* PROBLEM TO SOLVE
In the passage on the settlement agreement, reproduce word for word the portion from "In addition to" to "10 of HMK1).".

The settlement agreement contains a non-variation clause (indeed there would appear to be more than one non-variation clause in the agreement), which clause is itself entrenched against any waiver not in writing, and signed by both parties. (See clause 6 of HMK1). The abovementioned non-variation/non-waiver clause provides that the written agreement between the parties could not be altered, varied, deleted or cancelled and "no waiver, whether specifically, implicitly or by conduct shall be effective unless reduced to writing and signed by both parties, and further prohibits any variation or waiver of any rights unless reduced to writing and signed by the parties". It is important also to note that clause 6 further records:-
"It is recorded that there exists no collateral and or other agreements, and that this is the sole agreement entered into by and between the parties".
In addition to the abovementioned non-variation and non-waiver clause (clause 6), the settlement agreement also contains other clauses which prohibit any variation or waiver of any rights unless reduced to writing and signed by the parties. (See clauses 7.9 and 10 of HMK1).
The crux of the applicant's claim which deals with the issue of payment is contained in clause 3 of the settlement agreement, which clause provides for payment to the applicant by the respondent as follows in respect of and in settlement of the agreement dated 12 January 2005;-
1. R60 000 which was payable to the applicant by the respondents in three instalments of R20 000 each. (Clause 3.1 of HMK1).
2. An amount of 35 per cent of the debtors are Mega Super Cement, which debts of which debtors were stated as amounting to R3.8 million (clause 3.2 of HMK1). The real nub of the disputes relates to clause 3.2, the relevant portions are which I shall record as follows:-
"An amount of 35 per cent of the debtors of Mega reflected in the report of Hubner Commercial and Financial Accountants, and the schedule (annexure "V"), the aggregate of which outstanding debtors amounts to R3,8 million, and which shall be payable upon
1. Recovery, payment compromise or reduction of the claims against the aforesaid debtors of Mega, from its previous owner Mr Frans Petrus Stafelberg, whether by way of settlement as a result of litigation, arbitration or otherwise, as and when such individual claims against the debtors become settled or abandoned or "written off' by Shepherd and or Mega".
Clause 3.2.2 of the agreement provides that the applicant shall assist the respondents in resolving the dispute between the respondents and Stafelberg in respect of the Mega debtors. The respondents paid the sum of R60 000 to the applicant in accordance with clause 3.1 of the settlement agreement.
A settlement agreement settling the debt as between Mega Super Cement CC and Frans Petrus Stafelberg was concluded between those parties in December 2005. It records the settlement amount as being R2 750 000 (i.e. considerably less than the figure of R3,8 million recorded in clause 3.2 of the main agreement upon which the applicant relies). The agreement between Stafelberg and Mega Super Cement similarly contains non-variation clauses.

Stored records:
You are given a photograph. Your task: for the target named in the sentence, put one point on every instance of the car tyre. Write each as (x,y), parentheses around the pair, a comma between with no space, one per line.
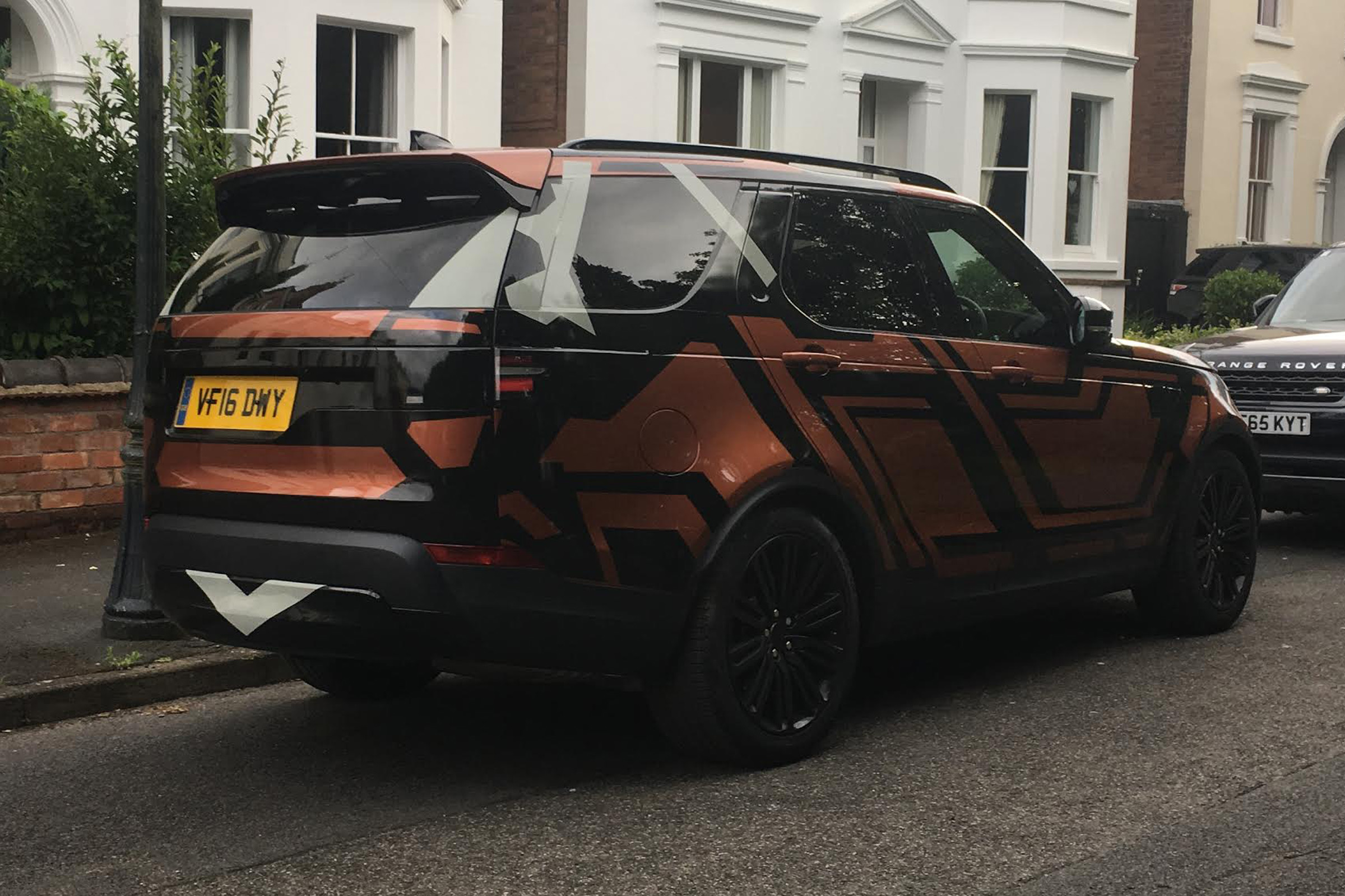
(362,680)
(771,649)
(1211,561)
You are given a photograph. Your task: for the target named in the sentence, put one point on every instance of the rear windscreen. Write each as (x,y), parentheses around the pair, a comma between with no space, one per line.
(364,243)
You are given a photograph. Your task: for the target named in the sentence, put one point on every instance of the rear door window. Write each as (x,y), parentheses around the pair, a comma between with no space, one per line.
(1005,293)
(852,266)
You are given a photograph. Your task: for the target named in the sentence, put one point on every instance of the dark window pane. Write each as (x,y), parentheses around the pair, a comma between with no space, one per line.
(334,80)
(1080,135)
(1203,264)
(644,241)
(721,103)
(1009,198)
(327,147)
(852,267)
(374,100)
(1016,139)
(994,276)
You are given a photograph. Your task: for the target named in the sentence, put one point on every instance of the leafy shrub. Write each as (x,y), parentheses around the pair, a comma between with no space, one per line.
(68,201)
(1230,295)
(1174,337)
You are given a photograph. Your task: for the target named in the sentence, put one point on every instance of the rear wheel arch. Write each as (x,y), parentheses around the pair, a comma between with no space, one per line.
(819,495)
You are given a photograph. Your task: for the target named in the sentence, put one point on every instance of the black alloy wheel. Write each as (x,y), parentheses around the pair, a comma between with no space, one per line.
(1211,555)
(771,649)
(789,639)
(1226,538)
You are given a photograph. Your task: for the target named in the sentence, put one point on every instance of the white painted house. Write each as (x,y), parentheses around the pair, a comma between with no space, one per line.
(361,73)
(1024,104)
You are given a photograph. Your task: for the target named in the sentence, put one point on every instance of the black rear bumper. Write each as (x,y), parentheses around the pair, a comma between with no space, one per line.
(380,595)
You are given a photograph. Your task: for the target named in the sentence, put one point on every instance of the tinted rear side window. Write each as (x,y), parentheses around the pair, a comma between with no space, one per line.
(372,241)
(852,266)
(646,241)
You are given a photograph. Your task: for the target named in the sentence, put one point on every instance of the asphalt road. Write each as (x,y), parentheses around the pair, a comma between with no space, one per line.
(1066,753)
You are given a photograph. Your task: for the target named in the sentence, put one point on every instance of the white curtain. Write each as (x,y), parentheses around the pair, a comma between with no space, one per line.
(993,135)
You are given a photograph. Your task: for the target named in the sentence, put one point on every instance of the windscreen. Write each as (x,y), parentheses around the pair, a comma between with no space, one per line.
(365,241)
(1316,295)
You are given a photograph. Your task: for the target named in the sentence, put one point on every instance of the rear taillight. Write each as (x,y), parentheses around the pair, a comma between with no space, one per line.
(516,374)
(478,556)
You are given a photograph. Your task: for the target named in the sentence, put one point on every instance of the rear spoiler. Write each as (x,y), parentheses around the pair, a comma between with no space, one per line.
(418,187)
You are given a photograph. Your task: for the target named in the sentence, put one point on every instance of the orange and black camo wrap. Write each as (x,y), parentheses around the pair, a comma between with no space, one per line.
(618,454)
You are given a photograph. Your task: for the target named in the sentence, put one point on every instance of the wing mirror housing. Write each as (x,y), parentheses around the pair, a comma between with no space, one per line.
(1093,326)
(1262,304)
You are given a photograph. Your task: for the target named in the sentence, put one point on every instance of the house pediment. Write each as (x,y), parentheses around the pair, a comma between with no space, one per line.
(902,22)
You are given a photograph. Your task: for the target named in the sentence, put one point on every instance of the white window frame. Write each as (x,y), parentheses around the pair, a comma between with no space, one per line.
(395,80)
(1091,178)
(1032,154)
(868,116)
(236,61)
(689,100)
(1258,228)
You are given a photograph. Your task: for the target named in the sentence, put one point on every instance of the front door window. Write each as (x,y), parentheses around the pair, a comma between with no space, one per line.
(1004,294)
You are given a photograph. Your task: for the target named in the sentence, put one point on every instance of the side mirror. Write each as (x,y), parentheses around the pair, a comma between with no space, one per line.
(423,140)
(1093,326)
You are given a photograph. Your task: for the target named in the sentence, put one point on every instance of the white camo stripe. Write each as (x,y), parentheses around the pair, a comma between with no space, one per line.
(248,612)
(731,226)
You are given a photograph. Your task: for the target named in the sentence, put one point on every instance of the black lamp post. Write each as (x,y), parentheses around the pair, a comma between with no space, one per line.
(128,614)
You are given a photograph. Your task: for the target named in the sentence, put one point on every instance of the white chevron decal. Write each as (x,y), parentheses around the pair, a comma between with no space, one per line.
(248,612)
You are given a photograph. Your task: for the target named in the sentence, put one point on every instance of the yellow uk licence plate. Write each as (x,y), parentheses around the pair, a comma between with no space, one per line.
(237,403)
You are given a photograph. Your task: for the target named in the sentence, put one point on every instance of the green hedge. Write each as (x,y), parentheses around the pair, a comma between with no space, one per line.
(1230,295)
(68,201)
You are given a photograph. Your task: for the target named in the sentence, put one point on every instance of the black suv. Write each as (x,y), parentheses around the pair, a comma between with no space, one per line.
(1188,291)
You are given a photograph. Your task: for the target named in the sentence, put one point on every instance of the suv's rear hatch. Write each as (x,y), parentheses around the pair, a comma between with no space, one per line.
(328,361)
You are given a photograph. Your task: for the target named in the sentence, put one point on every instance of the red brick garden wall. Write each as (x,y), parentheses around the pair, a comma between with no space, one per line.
(59,462)
(536,57)
(1162,91)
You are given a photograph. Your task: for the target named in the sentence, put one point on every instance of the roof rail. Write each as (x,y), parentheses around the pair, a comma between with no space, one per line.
(915,178)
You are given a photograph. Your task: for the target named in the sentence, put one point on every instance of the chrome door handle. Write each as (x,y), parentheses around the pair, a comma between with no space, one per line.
(811,361)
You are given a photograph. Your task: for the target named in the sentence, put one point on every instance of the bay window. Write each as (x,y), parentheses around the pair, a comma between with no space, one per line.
(357,91)
(1082,178)
(1007,158)
(193,37)
(1261,178)
(724,104)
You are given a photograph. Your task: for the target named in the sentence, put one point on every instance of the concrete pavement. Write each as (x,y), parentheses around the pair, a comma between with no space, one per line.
(1066,753)
(52,593)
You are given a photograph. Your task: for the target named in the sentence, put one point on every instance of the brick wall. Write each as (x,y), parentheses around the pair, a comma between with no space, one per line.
(59,462)
(535,72)
(1162,91)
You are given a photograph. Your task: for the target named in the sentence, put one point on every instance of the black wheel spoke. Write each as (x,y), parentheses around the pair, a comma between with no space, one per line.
(809,685)
(786,633)
(821,616)
(745,656)
(757,693)
(817,650)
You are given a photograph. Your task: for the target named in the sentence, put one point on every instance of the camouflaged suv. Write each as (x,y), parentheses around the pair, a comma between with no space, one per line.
(707,419)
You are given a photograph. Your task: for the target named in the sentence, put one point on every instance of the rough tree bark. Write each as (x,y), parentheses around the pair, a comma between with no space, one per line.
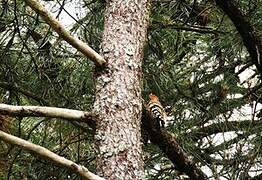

* WRITTEN RESPONSE
In addition to the abovementioned non-variation and non-waiver clause (clause 6), the settlement agreement also contains other clauses which prohibit any variation or waiver of any rights unless reduced to writing and signed by the parties. (See clauses 7.9 and 10 of HMK1).